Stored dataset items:
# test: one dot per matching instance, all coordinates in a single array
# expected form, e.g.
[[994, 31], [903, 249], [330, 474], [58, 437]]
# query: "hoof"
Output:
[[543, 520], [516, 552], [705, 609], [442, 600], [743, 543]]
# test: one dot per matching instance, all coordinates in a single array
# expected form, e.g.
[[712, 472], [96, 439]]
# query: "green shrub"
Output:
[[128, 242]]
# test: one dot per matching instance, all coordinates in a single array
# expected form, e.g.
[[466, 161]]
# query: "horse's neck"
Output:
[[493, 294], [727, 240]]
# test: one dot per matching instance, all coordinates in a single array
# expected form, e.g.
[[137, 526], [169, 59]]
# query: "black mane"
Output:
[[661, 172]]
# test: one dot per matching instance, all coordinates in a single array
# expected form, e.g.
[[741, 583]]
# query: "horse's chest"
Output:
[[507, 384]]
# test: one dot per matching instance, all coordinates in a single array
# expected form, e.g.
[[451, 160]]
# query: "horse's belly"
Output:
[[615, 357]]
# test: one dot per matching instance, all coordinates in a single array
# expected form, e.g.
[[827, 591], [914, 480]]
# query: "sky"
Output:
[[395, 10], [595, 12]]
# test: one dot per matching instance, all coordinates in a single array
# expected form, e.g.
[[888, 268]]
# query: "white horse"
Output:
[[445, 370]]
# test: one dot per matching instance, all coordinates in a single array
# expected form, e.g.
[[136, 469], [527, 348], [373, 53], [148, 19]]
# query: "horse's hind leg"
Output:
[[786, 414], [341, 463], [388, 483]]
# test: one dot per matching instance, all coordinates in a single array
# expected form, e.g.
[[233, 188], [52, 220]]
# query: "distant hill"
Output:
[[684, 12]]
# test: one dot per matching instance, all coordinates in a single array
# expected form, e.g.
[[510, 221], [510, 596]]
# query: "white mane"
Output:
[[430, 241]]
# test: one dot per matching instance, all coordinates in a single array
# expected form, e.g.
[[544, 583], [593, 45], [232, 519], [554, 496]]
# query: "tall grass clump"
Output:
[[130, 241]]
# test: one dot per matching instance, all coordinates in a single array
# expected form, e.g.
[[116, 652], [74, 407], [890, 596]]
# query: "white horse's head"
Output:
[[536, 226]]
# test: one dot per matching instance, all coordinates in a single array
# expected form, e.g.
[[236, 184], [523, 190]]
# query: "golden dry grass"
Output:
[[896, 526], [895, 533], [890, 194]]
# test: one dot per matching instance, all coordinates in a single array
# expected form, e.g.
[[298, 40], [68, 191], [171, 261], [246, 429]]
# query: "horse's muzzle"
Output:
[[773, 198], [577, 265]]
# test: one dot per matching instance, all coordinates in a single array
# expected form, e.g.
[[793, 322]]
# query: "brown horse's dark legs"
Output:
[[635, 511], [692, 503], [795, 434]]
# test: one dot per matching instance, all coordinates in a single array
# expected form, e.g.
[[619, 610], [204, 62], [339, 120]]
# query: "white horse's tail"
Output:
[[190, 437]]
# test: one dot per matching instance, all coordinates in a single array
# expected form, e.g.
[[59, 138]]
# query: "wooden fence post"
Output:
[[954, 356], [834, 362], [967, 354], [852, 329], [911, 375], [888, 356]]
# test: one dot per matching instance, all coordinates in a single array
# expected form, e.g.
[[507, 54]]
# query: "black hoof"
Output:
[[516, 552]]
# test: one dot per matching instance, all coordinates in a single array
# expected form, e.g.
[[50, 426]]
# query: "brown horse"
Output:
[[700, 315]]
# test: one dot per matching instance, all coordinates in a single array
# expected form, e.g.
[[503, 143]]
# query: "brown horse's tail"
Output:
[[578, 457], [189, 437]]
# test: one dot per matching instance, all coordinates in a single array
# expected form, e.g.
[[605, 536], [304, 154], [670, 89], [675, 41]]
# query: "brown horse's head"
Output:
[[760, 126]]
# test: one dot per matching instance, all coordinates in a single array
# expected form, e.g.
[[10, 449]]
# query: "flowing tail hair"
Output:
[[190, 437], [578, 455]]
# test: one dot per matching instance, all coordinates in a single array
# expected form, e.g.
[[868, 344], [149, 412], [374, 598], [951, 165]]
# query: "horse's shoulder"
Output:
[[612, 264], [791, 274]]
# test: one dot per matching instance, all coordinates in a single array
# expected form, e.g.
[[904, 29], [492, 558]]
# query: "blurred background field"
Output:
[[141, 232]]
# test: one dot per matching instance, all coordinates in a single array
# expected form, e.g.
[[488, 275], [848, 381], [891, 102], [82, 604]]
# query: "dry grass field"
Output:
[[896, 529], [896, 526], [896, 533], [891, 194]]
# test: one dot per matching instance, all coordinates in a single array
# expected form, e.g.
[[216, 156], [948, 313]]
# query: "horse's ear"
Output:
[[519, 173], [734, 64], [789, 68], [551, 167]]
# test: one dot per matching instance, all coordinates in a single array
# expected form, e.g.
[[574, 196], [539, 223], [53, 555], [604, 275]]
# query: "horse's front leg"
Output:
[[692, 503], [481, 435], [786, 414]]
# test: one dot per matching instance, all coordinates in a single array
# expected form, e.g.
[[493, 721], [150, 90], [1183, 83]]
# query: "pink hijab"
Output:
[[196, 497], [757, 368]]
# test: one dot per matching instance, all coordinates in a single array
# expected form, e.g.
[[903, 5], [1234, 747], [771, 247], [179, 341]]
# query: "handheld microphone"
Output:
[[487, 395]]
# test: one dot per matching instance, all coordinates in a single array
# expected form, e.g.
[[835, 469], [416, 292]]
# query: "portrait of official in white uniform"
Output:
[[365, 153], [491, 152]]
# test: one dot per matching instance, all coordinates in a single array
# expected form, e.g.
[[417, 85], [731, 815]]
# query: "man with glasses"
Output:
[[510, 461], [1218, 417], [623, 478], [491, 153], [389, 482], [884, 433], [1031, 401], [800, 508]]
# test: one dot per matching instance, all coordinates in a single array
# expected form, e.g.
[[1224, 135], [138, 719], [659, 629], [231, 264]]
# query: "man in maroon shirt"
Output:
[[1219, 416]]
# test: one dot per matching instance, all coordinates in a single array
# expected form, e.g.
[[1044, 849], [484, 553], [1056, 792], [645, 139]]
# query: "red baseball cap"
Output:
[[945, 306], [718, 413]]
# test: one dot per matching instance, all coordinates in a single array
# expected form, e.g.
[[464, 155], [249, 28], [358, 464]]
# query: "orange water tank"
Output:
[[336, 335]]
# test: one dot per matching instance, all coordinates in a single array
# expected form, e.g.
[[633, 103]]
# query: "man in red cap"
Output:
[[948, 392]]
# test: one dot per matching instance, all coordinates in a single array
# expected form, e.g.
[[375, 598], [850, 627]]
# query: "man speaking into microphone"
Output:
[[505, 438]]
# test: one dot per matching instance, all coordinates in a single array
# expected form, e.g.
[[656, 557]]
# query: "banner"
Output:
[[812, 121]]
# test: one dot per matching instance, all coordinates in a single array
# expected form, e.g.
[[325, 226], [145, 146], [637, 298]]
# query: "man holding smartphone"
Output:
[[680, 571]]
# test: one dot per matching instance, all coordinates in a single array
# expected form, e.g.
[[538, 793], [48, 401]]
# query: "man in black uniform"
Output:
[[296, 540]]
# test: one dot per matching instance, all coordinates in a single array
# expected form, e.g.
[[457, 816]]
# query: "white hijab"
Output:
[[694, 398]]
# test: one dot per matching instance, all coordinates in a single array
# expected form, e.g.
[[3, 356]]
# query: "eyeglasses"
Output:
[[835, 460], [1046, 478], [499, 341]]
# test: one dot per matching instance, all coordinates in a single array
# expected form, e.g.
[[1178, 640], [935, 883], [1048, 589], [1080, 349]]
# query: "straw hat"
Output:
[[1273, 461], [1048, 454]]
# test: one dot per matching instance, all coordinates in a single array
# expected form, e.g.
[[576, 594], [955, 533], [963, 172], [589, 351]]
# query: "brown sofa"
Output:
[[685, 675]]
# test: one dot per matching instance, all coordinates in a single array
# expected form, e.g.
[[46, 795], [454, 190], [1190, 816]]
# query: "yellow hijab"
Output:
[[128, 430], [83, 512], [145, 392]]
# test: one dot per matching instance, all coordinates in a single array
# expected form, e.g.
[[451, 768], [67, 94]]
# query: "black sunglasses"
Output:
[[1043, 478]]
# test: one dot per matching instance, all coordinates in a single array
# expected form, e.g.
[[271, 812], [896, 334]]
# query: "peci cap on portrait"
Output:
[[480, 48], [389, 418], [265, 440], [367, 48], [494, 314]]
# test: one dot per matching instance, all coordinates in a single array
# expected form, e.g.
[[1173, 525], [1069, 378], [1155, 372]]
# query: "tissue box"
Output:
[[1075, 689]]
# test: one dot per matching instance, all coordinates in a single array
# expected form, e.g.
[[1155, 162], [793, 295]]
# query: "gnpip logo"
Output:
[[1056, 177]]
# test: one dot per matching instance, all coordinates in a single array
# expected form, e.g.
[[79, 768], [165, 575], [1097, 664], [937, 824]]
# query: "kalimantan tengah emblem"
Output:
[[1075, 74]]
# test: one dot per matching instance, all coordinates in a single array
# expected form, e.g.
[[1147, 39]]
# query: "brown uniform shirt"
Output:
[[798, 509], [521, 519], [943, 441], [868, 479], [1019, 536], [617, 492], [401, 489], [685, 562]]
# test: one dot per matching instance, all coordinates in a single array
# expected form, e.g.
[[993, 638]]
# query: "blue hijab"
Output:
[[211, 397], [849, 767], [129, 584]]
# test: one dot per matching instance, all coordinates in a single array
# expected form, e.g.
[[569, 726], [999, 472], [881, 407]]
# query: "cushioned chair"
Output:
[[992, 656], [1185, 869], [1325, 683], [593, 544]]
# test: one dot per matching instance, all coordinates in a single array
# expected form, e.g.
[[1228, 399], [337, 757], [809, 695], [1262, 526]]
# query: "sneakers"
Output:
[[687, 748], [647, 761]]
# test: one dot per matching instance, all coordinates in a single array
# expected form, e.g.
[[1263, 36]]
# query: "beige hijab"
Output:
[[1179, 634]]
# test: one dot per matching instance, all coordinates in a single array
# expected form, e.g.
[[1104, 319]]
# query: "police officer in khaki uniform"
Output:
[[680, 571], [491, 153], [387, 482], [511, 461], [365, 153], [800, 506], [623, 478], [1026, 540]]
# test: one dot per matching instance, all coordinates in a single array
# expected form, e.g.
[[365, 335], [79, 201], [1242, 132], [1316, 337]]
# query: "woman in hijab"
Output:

Exercise prompt
All lines from the one containing "[[1263, 36]]" through the end of the records, both ends included, are to be quoted exactly; please add nothing else.

Exercise solution
[[1263, 36]]
# query: "beige hijab"
Output:
[[1179, 634]]
# test: one dot per matching instance, all coordinates in a single array
# expected form, e.g.
[[1104, 319]]
# query: "police officer in khaki uniform"
Output:
[[680, 571], [491, 153], [387, 482], [511, 461], [365, 153], [800, 506], [623, 478], [1026, 540]]
# test: one dot per matching instance, all coordinates in a single array
# expected form, e.g.
[[365, 335], [79, 201], [1242, 132], [1316, 337]]
# query: "woman in hijab"
Output:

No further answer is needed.